__WHAT YOU NEED TO DO__: From the Haskell list problems text, reproduce word for word the part that opens with the words "## 4 Problem" and closes with "Reverse a list.".

__PAGE TEXT__:
:::

This is part of Ninety-Nine Haskell Problems, based on Ninety-Nine Prolog Problems and Ninety-Nine Lisp Problems.

## 1 Problem 1

(*) Find the last element of a list.

(Note that the Lisp transcription of this problem is incorrect.)

Example in Haskell:

Prelude> myLast [1,2,3,4] 4 Prelude> myLast ['x','y','z'] 'z'

## 2 Problem 2

(*) Find the last but one element of a list.

(Note that the Lisp transcription of this problem is incorrect.)

Example in Haskell:

Prelude> myButLast [1,2,3,4] 3 Prelude> myButLast ['a'..'z'] 'y'

## 3 Problem 3

(*) Find the K'th element of a list. The first element in the list is number 1.

Example:

* (element-at '(a b c d e) 3) c

Example in Haskell:

Prelude> elementAt [1,2,3] 2 2 Prelude> elementAt "haskell" 5 'e'

## 4 Problem 4

(*) Find the number of elements of a list.

Example in Haskell:

Prelude> myLength [123, 456, 789] 3 Prelude> myLength "Hello, world!" 13

## 5 Problem 5

(*) Reverse a list.

:::

__LISTING__:
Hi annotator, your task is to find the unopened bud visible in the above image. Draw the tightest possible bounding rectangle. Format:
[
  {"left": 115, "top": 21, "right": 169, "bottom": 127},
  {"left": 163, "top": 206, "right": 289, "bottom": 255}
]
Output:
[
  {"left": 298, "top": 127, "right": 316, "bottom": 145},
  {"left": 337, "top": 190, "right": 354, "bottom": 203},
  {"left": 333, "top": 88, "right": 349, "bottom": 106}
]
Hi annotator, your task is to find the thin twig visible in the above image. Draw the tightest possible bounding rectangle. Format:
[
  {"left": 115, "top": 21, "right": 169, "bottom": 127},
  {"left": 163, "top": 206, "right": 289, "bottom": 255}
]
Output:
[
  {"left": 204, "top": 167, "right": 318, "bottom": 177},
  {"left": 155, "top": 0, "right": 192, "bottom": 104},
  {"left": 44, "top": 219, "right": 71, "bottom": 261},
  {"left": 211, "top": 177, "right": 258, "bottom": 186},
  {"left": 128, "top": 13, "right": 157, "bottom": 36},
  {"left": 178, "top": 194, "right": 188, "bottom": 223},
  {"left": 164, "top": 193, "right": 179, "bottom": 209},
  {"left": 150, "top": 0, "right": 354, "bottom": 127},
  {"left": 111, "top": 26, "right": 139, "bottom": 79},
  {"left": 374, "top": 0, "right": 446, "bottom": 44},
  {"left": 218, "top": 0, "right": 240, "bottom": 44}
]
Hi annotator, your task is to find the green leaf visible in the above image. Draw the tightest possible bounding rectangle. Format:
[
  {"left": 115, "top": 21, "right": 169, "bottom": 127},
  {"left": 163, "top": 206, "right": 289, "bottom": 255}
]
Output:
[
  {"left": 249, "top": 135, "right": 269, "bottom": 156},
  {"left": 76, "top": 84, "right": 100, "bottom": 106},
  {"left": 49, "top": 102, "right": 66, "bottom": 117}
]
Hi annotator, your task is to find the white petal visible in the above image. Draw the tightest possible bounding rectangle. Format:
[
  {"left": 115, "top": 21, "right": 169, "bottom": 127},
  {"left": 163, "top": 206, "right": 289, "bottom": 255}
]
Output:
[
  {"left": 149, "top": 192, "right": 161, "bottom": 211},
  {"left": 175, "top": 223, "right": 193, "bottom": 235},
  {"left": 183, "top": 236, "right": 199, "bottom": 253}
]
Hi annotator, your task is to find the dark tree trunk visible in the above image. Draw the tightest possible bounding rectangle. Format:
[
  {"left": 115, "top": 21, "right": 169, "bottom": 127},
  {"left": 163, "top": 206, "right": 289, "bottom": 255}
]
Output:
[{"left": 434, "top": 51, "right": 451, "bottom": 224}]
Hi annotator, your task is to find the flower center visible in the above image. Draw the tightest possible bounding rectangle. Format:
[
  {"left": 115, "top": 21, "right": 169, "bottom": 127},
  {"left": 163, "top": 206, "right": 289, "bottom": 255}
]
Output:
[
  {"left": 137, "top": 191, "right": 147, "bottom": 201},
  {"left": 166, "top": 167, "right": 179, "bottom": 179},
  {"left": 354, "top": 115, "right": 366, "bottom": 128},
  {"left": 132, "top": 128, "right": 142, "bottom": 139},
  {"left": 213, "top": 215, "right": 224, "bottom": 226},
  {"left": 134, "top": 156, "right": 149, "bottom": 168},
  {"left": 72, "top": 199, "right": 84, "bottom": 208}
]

:::

__FINISHED EXERCISE__:
## 4 Problem 4

(*) Find the number of elements of a list.

Example in Haskell:

Prelude> myLength [123, 456, 789] 3 Prelude> myLength "Hello, world!" 13

## 5 Problem 5

(*) Reverse a list.